(Coordinate annotation entries)

╭──

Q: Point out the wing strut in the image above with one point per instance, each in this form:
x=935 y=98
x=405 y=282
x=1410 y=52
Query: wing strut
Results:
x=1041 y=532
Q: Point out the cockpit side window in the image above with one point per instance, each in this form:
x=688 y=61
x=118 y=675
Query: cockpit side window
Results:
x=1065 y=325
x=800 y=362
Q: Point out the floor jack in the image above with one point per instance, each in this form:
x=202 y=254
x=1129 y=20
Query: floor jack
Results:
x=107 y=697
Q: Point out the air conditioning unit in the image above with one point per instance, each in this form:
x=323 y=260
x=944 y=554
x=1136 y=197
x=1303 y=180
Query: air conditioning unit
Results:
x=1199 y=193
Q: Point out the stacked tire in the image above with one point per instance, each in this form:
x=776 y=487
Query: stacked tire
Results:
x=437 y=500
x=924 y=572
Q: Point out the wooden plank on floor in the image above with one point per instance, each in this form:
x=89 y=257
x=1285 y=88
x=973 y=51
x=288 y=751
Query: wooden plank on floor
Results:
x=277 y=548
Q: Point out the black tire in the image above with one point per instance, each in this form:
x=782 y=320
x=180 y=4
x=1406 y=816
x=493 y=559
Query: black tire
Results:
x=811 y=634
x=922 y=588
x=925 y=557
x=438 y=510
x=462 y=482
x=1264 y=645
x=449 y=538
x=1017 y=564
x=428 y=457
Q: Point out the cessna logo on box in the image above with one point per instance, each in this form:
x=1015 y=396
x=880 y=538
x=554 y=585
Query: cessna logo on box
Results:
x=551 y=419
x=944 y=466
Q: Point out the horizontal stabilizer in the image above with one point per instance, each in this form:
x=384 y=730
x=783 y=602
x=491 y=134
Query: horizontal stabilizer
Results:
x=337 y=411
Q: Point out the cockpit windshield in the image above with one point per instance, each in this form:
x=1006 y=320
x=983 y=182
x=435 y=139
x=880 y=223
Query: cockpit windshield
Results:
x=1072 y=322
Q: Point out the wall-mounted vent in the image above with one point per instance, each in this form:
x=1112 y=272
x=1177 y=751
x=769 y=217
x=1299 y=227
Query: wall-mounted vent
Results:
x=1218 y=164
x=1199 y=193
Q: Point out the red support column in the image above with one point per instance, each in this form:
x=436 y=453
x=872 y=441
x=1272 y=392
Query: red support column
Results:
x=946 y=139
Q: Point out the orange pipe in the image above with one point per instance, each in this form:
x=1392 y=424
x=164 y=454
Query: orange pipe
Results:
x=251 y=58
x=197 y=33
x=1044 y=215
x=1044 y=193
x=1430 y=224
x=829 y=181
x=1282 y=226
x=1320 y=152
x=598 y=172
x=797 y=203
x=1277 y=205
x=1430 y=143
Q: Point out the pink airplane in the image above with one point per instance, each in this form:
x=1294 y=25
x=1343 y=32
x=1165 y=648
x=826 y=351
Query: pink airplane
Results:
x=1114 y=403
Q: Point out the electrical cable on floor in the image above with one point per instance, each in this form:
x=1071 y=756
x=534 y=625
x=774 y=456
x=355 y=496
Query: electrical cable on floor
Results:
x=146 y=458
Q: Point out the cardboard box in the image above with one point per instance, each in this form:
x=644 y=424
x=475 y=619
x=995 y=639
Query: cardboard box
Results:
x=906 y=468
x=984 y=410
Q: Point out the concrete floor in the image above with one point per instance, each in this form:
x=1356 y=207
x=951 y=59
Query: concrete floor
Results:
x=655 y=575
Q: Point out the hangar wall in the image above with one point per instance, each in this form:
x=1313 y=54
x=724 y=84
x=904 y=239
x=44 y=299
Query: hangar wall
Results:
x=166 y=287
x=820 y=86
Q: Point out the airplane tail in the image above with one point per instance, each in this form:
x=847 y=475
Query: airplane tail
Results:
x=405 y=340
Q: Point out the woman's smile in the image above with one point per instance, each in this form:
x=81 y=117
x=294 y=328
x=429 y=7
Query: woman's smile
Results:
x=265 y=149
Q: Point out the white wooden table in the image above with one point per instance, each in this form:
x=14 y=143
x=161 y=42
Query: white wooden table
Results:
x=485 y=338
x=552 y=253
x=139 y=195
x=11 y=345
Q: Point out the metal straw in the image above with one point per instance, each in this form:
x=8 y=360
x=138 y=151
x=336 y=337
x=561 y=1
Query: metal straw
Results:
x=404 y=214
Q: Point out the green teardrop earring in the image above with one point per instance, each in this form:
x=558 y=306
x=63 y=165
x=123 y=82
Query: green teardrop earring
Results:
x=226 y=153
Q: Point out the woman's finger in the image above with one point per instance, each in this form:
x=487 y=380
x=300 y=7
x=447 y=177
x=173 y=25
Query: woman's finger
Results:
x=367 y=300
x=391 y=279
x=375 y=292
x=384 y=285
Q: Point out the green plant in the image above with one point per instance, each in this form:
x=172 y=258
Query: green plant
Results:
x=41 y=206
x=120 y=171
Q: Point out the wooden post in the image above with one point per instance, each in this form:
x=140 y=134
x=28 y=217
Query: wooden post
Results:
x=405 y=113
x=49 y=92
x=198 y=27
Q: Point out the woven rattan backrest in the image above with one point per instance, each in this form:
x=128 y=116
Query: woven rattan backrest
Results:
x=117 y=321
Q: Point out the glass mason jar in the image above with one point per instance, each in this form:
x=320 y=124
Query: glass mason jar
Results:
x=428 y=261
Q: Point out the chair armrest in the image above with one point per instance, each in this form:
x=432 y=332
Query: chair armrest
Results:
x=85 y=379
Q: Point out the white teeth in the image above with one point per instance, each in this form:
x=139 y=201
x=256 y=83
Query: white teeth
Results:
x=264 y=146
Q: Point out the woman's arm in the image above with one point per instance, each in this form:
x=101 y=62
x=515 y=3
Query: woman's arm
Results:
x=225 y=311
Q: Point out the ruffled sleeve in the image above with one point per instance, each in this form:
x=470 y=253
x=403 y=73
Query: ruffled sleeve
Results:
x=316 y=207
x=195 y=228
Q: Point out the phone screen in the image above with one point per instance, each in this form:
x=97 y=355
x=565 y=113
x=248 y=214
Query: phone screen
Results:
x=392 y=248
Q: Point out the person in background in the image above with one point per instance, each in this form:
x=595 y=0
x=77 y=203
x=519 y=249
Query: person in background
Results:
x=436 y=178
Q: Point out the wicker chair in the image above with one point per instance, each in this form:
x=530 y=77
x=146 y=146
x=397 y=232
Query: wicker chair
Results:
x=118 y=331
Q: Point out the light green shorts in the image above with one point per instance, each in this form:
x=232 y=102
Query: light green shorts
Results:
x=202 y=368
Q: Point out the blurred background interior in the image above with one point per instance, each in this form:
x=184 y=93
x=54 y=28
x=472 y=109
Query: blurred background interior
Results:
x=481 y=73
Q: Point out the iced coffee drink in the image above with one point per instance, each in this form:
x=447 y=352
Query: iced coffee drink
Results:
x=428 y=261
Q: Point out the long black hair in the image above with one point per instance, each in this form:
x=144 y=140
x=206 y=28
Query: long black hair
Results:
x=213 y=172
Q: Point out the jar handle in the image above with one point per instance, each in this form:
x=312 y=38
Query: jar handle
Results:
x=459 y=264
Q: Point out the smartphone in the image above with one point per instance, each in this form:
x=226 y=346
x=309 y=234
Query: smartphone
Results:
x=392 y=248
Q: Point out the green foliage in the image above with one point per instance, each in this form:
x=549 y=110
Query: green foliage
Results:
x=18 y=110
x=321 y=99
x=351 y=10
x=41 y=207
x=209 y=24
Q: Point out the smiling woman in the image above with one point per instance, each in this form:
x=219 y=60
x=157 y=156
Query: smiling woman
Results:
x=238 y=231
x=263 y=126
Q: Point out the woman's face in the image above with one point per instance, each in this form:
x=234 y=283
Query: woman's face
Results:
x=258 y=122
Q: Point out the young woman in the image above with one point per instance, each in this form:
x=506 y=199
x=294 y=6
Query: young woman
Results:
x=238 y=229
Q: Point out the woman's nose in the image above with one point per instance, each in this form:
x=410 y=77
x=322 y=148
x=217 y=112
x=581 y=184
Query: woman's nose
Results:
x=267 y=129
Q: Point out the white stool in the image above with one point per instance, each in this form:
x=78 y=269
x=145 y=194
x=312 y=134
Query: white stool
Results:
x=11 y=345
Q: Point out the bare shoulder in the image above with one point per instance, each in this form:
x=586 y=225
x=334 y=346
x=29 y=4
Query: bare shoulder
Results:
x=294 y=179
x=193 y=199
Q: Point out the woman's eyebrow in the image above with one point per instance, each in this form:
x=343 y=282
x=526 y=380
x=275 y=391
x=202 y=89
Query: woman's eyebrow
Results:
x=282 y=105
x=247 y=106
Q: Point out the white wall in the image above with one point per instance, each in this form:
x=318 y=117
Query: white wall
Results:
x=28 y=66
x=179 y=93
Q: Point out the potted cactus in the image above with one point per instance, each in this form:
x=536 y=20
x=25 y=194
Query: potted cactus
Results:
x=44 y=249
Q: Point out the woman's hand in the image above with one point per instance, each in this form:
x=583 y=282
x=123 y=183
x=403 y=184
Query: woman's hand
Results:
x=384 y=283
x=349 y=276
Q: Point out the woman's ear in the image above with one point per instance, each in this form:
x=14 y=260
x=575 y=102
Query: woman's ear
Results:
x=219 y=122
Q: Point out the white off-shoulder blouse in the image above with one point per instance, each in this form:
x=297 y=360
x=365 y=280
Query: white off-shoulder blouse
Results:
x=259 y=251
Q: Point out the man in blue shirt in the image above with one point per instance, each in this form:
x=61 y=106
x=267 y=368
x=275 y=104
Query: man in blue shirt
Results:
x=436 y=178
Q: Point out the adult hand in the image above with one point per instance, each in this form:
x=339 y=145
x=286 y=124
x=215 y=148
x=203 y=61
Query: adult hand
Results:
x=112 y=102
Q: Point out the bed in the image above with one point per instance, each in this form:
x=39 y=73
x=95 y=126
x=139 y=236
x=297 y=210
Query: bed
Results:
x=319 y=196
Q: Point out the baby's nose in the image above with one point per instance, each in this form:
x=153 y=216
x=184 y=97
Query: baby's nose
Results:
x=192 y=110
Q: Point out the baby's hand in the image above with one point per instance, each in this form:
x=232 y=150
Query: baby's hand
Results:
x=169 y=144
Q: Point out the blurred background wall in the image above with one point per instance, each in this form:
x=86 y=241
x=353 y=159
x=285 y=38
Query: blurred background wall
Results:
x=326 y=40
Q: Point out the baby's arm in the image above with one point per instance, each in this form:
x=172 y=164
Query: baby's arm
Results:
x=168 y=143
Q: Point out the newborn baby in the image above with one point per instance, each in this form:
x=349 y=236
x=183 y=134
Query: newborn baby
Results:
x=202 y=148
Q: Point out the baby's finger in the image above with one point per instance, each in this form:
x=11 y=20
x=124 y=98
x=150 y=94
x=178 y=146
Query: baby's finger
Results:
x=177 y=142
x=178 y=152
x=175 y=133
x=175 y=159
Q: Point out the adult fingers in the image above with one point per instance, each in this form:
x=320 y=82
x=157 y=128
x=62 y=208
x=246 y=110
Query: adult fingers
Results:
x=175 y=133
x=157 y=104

╰──

| Written instruction |
Please copy the material verbatim from its first line down to and including the line that contains "x=800 y=362".

| The response |
Q: Point out the wing strut in the image above with one point per instance, each in this form:
x=935 y=98
x=405 y=282
x=1410 y=52
Query: wing strut
Results:
x=1041 y=532
Q: Point out the cockpit side window in the image above with one point per instance, each in this form:
x=688 y=61
x=118 y=675
Query: cockpit side window
Results:
x=1065 y=325
x=800 y=362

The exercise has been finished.